Data extract:
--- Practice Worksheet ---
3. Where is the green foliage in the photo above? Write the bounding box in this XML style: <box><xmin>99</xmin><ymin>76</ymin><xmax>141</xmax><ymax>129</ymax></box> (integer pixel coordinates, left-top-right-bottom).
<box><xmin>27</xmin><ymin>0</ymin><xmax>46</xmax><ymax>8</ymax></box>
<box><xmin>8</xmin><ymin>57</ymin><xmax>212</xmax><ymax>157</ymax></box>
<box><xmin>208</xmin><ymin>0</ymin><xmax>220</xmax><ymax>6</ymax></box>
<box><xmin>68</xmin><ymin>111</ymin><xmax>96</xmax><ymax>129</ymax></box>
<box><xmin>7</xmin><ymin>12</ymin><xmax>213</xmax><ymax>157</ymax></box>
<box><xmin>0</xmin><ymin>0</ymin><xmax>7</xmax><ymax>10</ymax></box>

What to do: All of the material above must be transcribed exactly, with no line dropped.

Your response:
--- Practice Worksheet ---
3. Where is the green foliage in the photo above? Write the bounding box in this XML style: <box><xmin>99</xmin><ymin>76</ymin><xmax>141</xmax><ymax>129</ymax></box> (integer pixel coordinates, left-top-right-bottom).
<box><xmin>27</xmin><ymin>0</ymin><xmax>46</xmax><ymax>8</ymax></box>
<box><xmin>8</xmin><ymin>57</ymin><xmax>212</xmax><ymax>157</ymax></box>
<box><xmin>208</xmin><ymin>0</ymin><xmax>220</xmax><ymax>6</ymax></box>
<box><xmin>68</xmin><ymin>111</ymin><xmax>96</xmax><ymax>129</ymax></box>
<box><xmin>7</xmin><ymin>12</ymin><xmax>213</xmax><ymax>157</ymax></box>
<box><xmin>0</xmin><ymin>0</ymin><xmax>7</xmax><ymax>10</ymax></box>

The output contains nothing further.